Given request A —
Write out the passage of the article on Sainsbury between "Sainsbury is the" and "Sir Peter rejects.", inclusive.

Excerpt —
%%

Sainsbury's Transatlantic Target

Sainsbury's Transatlantic Target

Sir Peter Davis has been at the helm of Sainsbury since March last year, and one of his first moves was to re-think all targets set by the troubled UK retailer's former management. "My sale target is increasing the profitability of the group and restoring Sainsbury's share price," he says. To this end, he is focusing on food retailing on both sides of the Atlantic.
Elsevier Food International, Vol. 4, Number 2, May 2001
Pascal Kuipers

Sainsbury is the second biggest retailer in one of Europe's most important retail markets, the UK. The retailer is recovering from lean years at home, when costs outpaced business growth, leading to declining profits and fewer customers. Meanwhile in the US, the world's largest retail market, Sainsbury has a strategic asset - Shaw's. All in all, the company is an ideal candidate for acquisition by a big consolidator with a large international spread -though this is an idea that Sir Peter rejects.

Sir Peter Davis rejoined J. Sainsbury pic as group chief executive on March 1, 2000. From 1976 to 1986 he worked for Sainsbury as assistant managing director responsible for all buying and marketing operations. In his inter-Sainsbury years 1986 to 1994, Sir Peter was chief executive and then chairman of the publishing company Reed International, becoming chairman of Reed Elsevier when the two companies merged. In 1994, Sir Peter joined the insurance company Prudential as a non-executive director, and a year later he became Prudential's group chief executive.

Can you envisage a future in which Sainsbury will either be bought by another big retailer -or will engage in a joint venture with one?

%%

Given request B —
Find every line of the rows below that contains the string "tree" and copy each one. Matching is case-sensitive.

Extracted entries —
%%

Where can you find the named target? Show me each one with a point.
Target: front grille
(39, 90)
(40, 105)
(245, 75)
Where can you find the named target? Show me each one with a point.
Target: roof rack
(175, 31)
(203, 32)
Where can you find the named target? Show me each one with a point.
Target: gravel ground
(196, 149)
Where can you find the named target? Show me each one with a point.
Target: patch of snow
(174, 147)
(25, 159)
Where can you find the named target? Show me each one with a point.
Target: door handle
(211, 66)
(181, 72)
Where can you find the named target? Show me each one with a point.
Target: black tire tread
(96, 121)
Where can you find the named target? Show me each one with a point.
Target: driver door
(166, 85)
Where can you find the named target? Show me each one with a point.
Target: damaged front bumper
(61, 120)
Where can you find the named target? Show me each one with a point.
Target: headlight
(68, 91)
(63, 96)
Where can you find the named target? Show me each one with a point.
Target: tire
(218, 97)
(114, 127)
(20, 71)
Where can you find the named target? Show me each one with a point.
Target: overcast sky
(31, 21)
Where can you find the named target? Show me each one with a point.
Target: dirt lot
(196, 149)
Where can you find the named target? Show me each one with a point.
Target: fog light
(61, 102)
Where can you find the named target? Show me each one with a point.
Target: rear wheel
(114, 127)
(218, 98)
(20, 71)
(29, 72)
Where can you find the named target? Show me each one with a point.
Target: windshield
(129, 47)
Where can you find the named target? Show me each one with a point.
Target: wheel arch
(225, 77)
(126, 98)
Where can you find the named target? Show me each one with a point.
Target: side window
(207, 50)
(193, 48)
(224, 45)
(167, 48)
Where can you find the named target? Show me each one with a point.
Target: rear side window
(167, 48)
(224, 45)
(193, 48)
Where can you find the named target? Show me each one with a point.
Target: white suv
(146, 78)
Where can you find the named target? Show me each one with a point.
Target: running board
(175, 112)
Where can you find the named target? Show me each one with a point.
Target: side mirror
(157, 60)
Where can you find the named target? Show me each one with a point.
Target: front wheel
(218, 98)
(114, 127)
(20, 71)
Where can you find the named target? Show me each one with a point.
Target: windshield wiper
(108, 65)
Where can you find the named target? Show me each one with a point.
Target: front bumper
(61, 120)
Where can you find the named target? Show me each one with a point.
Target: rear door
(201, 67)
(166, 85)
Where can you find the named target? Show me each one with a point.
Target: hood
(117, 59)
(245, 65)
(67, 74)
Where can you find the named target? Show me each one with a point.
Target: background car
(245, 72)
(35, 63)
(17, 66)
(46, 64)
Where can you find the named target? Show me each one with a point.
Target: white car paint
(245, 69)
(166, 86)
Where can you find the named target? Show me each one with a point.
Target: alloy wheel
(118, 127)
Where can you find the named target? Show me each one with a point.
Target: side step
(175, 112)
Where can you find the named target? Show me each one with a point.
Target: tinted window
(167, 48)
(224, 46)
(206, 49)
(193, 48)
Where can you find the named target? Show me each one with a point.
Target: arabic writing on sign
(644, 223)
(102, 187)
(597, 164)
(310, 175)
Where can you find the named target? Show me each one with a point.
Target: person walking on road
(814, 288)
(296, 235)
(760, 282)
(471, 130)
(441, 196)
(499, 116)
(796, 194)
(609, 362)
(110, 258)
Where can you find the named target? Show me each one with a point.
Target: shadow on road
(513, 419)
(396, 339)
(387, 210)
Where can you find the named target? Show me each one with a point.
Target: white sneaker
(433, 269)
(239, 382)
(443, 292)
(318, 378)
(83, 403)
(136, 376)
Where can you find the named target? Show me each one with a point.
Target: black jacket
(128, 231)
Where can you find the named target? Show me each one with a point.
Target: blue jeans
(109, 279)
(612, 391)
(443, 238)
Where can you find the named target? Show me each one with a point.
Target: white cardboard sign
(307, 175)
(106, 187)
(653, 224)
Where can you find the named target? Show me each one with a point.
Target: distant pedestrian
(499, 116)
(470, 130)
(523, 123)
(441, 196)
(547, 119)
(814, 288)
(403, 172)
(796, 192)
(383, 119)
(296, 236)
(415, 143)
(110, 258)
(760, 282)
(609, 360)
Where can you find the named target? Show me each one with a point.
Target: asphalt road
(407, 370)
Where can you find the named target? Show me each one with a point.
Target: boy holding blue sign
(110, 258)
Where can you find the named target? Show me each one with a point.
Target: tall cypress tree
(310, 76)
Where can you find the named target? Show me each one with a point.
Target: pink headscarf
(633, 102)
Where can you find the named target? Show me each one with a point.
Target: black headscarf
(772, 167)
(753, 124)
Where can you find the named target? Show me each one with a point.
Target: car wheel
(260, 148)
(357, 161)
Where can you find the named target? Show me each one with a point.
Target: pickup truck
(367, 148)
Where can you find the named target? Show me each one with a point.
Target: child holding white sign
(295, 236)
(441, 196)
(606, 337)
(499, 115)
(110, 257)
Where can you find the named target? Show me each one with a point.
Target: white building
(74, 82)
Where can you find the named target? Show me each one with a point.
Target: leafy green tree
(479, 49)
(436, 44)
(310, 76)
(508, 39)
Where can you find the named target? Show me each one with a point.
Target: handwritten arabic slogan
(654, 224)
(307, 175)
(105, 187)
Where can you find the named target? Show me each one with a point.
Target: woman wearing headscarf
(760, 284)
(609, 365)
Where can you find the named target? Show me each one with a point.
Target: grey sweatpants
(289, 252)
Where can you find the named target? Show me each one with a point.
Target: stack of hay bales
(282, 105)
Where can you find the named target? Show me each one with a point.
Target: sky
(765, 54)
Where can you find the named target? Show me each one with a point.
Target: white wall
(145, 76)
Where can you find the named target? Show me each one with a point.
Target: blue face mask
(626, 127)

%%

Final result A —
Sainsbury is the second biggest retailer in one of Europe's most important retail markets, the UK. The retailer is recovering from lean years at home, when costs outpaced business growth, leading to declining profits and fewer customers. Meanwhile in the US, the world's largest retail market, Sainsbury has a strategic asset - Shaw's. All in all, the company is an ideal candidate for acquisition by a big consolidator with a large international spread -though this is an idea that Sir Peter rejects.

Final result B —
Target: tall cypress tree
Target: leafy green tree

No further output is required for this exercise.